◆ Task details ◆
Make your reply a word-for-word repeat of the records.
··· Information ···
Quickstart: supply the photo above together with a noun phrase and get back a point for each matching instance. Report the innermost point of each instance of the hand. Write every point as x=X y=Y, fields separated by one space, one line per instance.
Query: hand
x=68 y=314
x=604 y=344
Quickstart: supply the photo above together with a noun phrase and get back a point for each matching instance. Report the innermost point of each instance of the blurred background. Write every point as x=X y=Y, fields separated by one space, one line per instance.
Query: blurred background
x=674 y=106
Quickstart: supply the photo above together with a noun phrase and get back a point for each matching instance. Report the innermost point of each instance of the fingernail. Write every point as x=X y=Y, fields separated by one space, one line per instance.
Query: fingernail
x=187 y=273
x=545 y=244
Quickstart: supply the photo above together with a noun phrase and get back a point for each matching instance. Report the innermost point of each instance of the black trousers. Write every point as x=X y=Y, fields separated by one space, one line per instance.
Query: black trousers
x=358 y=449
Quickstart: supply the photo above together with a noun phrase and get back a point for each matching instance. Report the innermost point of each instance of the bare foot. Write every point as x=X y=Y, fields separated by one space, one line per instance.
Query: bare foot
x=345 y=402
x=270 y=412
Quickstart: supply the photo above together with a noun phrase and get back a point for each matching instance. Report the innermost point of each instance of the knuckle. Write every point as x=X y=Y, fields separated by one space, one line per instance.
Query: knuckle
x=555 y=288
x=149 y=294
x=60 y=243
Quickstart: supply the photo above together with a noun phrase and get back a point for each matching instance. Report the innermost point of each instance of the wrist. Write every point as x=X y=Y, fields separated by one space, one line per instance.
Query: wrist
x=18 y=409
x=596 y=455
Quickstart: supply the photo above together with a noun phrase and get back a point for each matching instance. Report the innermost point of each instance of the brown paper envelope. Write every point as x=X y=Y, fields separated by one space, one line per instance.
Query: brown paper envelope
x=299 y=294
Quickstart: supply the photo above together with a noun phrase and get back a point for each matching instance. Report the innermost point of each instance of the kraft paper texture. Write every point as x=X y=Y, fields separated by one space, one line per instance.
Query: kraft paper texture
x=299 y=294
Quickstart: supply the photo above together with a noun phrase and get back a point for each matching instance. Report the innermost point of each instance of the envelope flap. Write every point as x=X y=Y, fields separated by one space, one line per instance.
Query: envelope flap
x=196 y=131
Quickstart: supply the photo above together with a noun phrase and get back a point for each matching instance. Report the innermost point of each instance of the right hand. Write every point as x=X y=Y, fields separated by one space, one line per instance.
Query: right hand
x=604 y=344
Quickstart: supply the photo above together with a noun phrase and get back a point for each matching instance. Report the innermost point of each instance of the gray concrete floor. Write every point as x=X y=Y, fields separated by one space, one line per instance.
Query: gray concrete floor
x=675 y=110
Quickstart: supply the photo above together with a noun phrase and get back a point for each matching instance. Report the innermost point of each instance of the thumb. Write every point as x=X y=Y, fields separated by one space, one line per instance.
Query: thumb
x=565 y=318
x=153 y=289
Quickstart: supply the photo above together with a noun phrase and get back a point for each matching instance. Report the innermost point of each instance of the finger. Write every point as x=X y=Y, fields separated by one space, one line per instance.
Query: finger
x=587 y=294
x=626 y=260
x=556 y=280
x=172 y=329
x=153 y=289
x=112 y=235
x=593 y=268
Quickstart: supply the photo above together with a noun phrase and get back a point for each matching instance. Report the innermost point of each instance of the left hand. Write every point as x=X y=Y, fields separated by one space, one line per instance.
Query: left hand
···
◆ Reply to the task ◆
Quickstart: supply the photo above together with a noun phrase and get back a point for each matching instance. Report the innermost point of each instance of the hand. Write every point as x=X y=Y, fields separated by one space, one line per instance.
Query: hand
x=68 y=314
x=604 y=344
Quickstart: supply the photo above together with a noun phrase and get back a point for each matching instance. Report the innermost point of each instance of the blurred background. Write every point as x=X y=Y, fields separated by one space, one line per instance.
Query: blurred background
x=674 y=106
Quickstart: supply the photo above together with a noun phrase and get back a point for each matching instance. Report the innermost point of each instance of the fingernail. Write every point as x=X y=Y, fields separated by one space, one line per instance.
Query: fingernail
x=187 y=273
x=545 y=244
Quickstart: supply the photo above together with a noun phrase and get back a point for each matching instance. Report the innermost point of each instance of the black trousers. Write every point as x=X y=Y, fields separated by one space, one line per instance.
Query: black trousers
x=358 y=449
Quickstart: supply the photo above together with a noun phrase and get back a point for each matching instance. Report the innermost point of each instance of the bare foot. Write every point as x=X y=Y, fields separated by one space, one line per instance.
Query: bare foot
x=345 y=402
x=270 y=412
Quickstart: supply the photo above together with a noun phrase and get back a point for each matching instance. Report the innermost point of each instance of the knuckle. Write every point as x=X y=Y, fields separated by one space, one line per instance.
Query: knuckle
x=555 y=288
x=149 y=294
x=60 y=243
Quickstart: supply the photo above together with a noun phrase and get back a point for each matching instance. Report the innermost point of each instance of the wrist. Write every point as x=X y=Y, fields separated by one space, one line per instance.
Query: wrist
x=18 y=409
x=596 y=455
Quickstart: supply the photo above together with a noun phrase and get back a point for each matching instance. Report the innermost point of each instance of the brown paper envelope. Write every point as x=X y=Y, fields separated by one space, one line per instance.
Query: brown paper envelope
x=299 y=294
Quickstart: supply the photo above together with a noun phrase and get back a point for each matching instance. Report the innermost point of each instance of the kraft paper texture. Write every point as x=X y=Y, fields separated by one space, one line per instance.
Query: kraft paper texture
x=299 y=294
Quickstart: supply the photo above together with a noun phrase and get back a point for each matching instance. Report the innermost point of each instance of the envelope flap. Write every point as x=X y=Y, fields separated by one space, one line per instance.
Query: envelope flap
x=196 y=131
Quickstart: supply the photo above together with a noun phrase and get back a point for each matching instance. Report the innermost point of each instance of the right hand. Write every point as x=X y=Y, fields separated by one space, one line per instance.
Query: right hand
x=604 y=344
Quickstart: supply the photo above together with a noun phrase and get back a point for each matching instance. Report the innermost point of each instance of the gray concrete floor. Write every point as x=X y=Y, fields separated by one space, one line per instance.
Query: gray concrete floor
x=675 y=110
Quickstart: supply the photo above together with a noun phrase and get back a point for each matching instance. Report the innermost point of each instance of the thumb. Write every point as x=X y=Y, fields separated by one space, one line per instance.
Query: thumb
x=565 y=318
x=153 y=289
Quickstart: supply the photo above together with a noun phrase and get back a point for each matching instance. Report the innermost point of each instance of the finger. Write every point as x=X y=Y, fields separated by one space, one line per instance.
Query: finger
x=587 y=294
x=626 y=260
x=556 y=280
x=172 y=329
x=153 y=289
x=112 y=235
x=593 y=268
Quickstart: supply the photo above together with a noun phrase and get back a point for each matching instance. Report the innermost point of each instance of the left hand. Write every point as x=X y=Y, fields separated by one space, one line per instance.
Query: left hand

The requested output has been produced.